**Saved entries:**
============

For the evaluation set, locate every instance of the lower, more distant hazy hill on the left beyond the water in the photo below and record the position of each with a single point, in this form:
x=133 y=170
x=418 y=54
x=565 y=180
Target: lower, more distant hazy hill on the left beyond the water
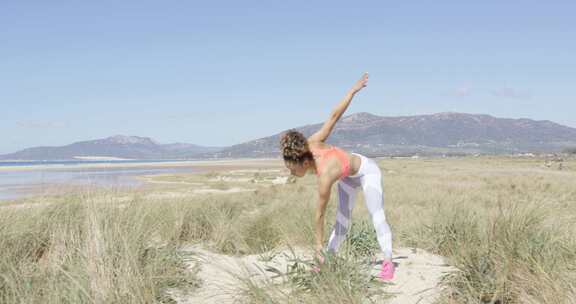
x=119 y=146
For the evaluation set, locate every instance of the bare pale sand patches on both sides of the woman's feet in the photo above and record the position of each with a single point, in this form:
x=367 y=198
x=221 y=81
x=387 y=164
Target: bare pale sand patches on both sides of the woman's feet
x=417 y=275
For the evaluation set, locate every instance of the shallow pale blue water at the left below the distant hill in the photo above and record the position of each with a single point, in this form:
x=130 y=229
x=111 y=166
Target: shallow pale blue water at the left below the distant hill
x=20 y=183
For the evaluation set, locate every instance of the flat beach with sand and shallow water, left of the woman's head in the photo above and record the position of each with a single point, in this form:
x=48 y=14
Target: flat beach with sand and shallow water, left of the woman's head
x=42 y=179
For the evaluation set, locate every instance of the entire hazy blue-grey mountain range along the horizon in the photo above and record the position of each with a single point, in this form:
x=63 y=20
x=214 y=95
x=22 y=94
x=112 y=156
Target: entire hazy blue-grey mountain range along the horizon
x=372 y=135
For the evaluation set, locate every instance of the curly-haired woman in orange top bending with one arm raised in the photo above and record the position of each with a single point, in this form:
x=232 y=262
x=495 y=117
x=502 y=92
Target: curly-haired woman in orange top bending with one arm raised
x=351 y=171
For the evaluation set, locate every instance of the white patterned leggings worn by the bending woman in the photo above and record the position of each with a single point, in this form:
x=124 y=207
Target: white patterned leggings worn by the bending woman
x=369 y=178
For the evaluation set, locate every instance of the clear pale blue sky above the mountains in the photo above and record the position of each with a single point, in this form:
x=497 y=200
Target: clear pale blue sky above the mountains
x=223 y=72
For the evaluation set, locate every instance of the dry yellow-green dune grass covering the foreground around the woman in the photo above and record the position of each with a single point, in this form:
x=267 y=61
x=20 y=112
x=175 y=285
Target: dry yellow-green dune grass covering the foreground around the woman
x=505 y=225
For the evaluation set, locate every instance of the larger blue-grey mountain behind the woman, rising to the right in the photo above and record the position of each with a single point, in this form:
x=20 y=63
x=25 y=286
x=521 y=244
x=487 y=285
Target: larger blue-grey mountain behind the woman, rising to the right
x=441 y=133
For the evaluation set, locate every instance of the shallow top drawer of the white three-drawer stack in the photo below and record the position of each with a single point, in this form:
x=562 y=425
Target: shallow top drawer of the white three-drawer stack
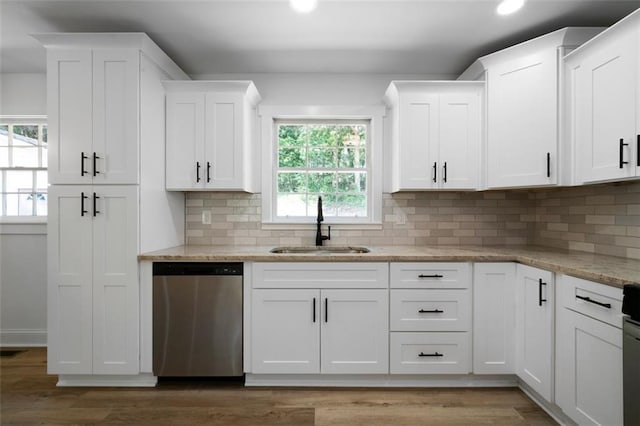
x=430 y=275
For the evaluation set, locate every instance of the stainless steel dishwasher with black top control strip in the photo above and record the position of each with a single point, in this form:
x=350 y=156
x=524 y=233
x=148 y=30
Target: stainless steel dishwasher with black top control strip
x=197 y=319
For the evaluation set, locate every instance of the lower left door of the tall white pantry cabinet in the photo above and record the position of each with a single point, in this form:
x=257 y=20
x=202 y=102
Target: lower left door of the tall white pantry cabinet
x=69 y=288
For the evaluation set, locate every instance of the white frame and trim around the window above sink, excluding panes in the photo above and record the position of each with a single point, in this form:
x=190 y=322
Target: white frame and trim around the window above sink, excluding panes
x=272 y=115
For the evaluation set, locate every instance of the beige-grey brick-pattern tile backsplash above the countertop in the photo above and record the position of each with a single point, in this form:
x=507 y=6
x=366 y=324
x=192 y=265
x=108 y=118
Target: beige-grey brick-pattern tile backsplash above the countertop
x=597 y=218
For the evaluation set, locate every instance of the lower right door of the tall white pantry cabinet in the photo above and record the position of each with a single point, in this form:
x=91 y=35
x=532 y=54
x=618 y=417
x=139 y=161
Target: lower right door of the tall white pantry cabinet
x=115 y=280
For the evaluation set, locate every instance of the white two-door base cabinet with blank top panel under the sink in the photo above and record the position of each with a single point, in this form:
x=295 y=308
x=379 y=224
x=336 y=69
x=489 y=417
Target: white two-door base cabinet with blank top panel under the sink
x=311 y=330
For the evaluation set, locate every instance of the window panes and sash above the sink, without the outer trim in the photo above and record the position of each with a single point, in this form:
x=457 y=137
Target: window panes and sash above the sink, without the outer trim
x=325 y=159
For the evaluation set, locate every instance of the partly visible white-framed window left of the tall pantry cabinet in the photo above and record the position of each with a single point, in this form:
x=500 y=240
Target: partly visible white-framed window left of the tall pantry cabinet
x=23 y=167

============

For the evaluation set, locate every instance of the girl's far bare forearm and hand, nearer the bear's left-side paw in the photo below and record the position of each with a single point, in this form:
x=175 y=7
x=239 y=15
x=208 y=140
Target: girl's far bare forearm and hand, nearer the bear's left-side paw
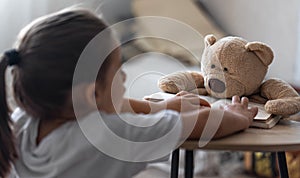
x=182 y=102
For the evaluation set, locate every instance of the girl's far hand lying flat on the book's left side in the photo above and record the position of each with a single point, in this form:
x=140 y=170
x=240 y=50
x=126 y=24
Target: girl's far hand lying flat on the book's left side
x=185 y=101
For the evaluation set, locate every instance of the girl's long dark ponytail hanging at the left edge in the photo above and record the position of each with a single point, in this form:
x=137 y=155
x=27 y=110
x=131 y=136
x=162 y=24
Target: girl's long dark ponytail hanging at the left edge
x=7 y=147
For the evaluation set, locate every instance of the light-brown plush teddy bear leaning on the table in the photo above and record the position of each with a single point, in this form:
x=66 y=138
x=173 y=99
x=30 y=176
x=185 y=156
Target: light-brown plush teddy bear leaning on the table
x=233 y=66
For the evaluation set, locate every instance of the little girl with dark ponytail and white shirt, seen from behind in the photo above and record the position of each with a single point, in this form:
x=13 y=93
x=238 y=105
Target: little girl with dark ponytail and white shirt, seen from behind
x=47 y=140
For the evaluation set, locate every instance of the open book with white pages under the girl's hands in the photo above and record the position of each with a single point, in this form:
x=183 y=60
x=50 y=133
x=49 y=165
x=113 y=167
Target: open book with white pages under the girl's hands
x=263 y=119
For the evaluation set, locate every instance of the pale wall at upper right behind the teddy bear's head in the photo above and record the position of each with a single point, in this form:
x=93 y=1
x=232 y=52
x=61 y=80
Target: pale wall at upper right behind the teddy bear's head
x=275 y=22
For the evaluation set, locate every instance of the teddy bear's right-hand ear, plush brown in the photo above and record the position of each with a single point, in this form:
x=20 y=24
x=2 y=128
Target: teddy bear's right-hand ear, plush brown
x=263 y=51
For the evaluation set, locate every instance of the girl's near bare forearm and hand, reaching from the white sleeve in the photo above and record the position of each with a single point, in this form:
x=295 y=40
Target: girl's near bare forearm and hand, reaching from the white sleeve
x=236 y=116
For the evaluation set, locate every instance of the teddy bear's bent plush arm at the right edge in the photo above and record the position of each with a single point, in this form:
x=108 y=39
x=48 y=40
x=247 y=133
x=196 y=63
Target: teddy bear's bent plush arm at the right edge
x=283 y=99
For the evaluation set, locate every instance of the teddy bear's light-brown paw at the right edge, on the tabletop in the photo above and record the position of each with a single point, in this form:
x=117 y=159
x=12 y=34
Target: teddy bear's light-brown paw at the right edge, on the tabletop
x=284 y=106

============

With the pictures omitted, copy the entries above exactly from the line containing "x=497 y=200" through the line containing "x=524 y=233", both lines included.

**Final answer:**
x=497 y=200
Target: clear pale blue sky above the mountains
x=223 y=72
For the evaluation set, locate every instance of the dry yellow-green dune grass covering the foreground around the woman in the photo above and record the position of each with a single point, in this form:
x=267 y=61
x=20 y=112
x=175 y=285
Target: dry yellow-green dune grass covering the foreground around the woman
x=505 y=225
For the evaluation set, locate every instance of the larger blue-grey mountain behind the woman, rising to the right in the photo above and record the position of each with a single point, in this form:
x=20 y=63
x=25 y=286
x=521 y=244
x=487 y=285
Target: larger blue-grey mountain behind the woman, rising to the right
x=441 y=133
For the evaluation set, locate every instance of the shallow top drawer of the white three-drawer stack in the photo below and record the position of each with a single point, in this form:
x=562 y=425
Target: shallow top drawer of the white three-drawer stack
x=430 y=275
For the evaluation set, locate every instance of the stainless steel dishwasher with black top control strip in the photo above and record the position of each with a single point, in this form:
x=350 y=156
x=524 y=233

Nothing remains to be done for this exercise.